◆ **Task**: Rewrite the part of the material that opens with the line containing "Goal: detect hat" and closes at the end of the material, switching "provided photograph" to "given photograph" and leaving all else unchanged.

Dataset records

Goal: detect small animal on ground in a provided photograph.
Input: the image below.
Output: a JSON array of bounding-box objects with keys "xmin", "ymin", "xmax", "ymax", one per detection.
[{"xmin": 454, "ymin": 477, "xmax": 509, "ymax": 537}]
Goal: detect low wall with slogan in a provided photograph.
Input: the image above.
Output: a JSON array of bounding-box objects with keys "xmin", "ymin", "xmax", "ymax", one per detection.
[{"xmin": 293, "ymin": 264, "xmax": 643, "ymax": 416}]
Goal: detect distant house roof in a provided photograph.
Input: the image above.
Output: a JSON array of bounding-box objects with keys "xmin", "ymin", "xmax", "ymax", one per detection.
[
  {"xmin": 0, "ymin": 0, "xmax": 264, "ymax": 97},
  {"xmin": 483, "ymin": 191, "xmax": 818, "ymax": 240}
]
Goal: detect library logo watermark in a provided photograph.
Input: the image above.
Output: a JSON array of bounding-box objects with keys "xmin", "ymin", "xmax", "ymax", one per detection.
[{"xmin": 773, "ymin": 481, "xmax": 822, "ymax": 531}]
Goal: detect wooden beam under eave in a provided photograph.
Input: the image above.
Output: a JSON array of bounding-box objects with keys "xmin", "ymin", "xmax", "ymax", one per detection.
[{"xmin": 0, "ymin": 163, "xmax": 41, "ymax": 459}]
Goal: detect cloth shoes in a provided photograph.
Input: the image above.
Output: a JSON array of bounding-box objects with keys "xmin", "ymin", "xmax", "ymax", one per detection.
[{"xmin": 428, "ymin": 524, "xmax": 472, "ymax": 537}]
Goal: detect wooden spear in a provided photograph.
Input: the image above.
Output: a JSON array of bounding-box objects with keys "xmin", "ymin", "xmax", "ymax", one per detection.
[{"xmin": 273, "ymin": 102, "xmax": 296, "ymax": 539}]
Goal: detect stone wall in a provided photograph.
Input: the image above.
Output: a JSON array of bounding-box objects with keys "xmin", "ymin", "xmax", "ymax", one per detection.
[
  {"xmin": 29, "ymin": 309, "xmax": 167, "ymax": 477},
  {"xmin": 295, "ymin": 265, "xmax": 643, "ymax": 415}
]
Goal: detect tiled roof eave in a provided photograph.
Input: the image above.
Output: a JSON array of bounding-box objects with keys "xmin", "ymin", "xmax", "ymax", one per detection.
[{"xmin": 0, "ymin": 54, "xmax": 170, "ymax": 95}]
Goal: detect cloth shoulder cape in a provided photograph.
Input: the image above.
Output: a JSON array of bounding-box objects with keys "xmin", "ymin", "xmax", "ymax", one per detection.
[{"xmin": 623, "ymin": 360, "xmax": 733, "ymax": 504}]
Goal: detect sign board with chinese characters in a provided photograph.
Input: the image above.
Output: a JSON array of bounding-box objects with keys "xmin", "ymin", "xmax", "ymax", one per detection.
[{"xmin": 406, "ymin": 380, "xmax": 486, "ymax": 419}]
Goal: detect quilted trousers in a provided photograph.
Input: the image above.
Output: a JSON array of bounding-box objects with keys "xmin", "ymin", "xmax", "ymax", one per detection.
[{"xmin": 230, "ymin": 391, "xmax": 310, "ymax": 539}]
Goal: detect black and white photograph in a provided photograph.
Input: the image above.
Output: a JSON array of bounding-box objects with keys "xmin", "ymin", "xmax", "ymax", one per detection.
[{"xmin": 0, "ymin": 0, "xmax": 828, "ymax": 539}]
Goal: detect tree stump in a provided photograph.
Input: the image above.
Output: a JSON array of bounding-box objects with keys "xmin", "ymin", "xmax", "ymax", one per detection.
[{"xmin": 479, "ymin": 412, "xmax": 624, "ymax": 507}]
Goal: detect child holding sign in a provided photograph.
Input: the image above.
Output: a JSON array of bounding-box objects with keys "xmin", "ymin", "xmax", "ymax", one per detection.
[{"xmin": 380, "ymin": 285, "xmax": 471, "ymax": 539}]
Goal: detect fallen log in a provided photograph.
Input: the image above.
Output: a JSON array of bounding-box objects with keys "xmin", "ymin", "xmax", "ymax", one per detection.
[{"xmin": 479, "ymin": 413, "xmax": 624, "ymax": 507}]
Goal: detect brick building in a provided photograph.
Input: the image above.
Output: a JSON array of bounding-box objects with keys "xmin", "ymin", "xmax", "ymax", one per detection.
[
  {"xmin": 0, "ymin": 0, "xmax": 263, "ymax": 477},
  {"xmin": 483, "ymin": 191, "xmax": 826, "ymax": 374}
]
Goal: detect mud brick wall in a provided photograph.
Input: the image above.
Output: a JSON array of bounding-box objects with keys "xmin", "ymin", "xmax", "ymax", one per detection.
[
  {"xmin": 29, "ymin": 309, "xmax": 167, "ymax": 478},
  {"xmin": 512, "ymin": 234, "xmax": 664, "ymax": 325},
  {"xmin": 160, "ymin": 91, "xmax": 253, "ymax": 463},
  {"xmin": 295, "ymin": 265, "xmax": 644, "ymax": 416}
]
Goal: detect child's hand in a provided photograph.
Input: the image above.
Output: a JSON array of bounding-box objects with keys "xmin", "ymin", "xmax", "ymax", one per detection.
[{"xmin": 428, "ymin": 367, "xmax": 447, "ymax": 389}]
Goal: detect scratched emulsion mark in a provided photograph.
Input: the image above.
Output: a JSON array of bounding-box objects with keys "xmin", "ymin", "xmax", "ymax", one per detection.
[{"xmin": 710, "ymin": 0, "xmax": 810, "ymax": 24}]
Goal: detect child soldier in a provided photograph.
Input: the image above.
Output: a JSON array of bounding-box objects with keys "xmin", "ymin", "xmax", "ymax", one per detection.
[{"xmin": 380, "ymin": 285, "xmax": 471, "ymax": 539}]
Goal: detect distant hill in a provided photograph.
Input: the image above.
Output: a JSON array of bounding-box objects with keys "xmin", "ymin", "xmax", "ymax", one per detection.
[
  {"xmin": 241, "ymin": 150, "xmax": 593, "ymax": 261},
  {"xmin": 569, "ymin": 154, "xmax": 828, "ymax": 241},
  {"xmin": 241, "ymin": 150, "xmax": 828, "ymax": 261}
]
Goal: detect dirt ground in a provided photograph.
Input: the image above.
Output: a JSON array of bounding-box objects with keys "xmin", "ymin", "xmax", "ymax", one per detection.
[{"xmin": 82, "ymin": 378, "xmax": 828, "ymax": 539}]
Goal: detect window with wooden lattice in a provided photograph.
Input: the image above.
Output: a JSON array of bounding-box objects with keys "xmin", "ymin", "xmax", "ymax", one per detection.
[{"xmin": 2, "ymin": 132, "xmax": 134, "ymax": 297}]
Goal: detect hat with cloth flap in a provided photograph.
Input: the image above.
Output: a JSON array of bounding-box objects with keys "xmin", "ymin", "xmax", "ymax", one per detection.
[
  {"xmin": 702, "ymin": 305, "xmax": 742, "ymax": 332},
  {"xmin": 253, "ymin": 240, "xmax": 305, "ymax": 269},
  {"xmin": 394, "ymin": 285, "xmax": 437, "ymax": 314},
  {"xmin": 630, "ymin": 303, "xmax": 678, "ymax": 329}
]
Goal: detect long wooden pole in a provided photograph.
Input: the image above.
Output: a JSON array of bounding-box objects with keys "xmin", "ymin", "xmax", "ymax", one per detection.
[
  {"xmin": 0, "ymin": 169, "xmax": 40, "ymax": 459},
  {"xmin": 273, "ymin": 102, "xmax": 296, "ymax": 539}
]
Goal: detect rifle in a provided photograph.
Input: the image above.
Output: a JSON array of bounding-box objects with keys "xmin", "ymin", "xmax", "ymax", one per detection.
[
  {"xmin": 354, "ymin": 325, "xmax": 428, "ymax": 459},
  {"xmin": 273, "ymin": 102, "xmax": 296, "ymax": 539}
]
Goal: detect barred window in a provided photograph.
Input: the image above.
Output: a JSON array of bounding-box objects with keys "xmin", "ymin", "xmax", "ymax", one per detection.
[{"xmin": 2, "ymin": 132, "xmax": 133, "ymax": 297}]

◆ **Expected answer**:
Goal: detect hat with cloth flap in a given photograph.
Input: the image above.
Output: a JSON array of bounding-box objects with keys "xmin", "ymin", "xmax", "ymax", one per detection.
[
  {"xmin": 702, "ymin": 305, "xmax": 742, "ymax": 332},
  {"xmin": 253, "ymin": 240, "xmax": 305, "ymax": 269},
  {"xmin": 394, "ymin": 285, "xmax": 437, "ymax": 314},
  {"xmin": 630, "ymin": 303, "xmax": 678, "ymax": 329}
]
Goal: detect long wooden pole in a given photograph.
Input: the image above.
Output: a JSON array of bounding-box objects with keys "xmin", "ymin", "xmax", "ymax", one per detection.
[
  {"xmin": 0, "ymin": 169, "xmax": 40, "ymax": 459},
  {"xmin": 273, "ymin": 102, "xmax": 296, "ymax": 539}
]
Goal: detect rifle in a given photograph.
Input: the image above.
Output: a JSON array of bounding-box objects with keys "xmin", "ymin", "xmax", "ymax", one per detection.
[
  {"xmin": 354, "ymin": 325, "xmax": 428, "ymax": 459},
  {"xmin": 273, "ymin": 102, "xmax": 296, "ymax": 539}
]
Goal: detect barred window in a given photograph.
Input: the image above.
Output: a JSON array of bounding-box objects with keys "xmin", "ymin", "xmax", "ymax", one per detection.
[{"xmin": 2, "ymin": 132, "xmax": 133, "ymax": 297}]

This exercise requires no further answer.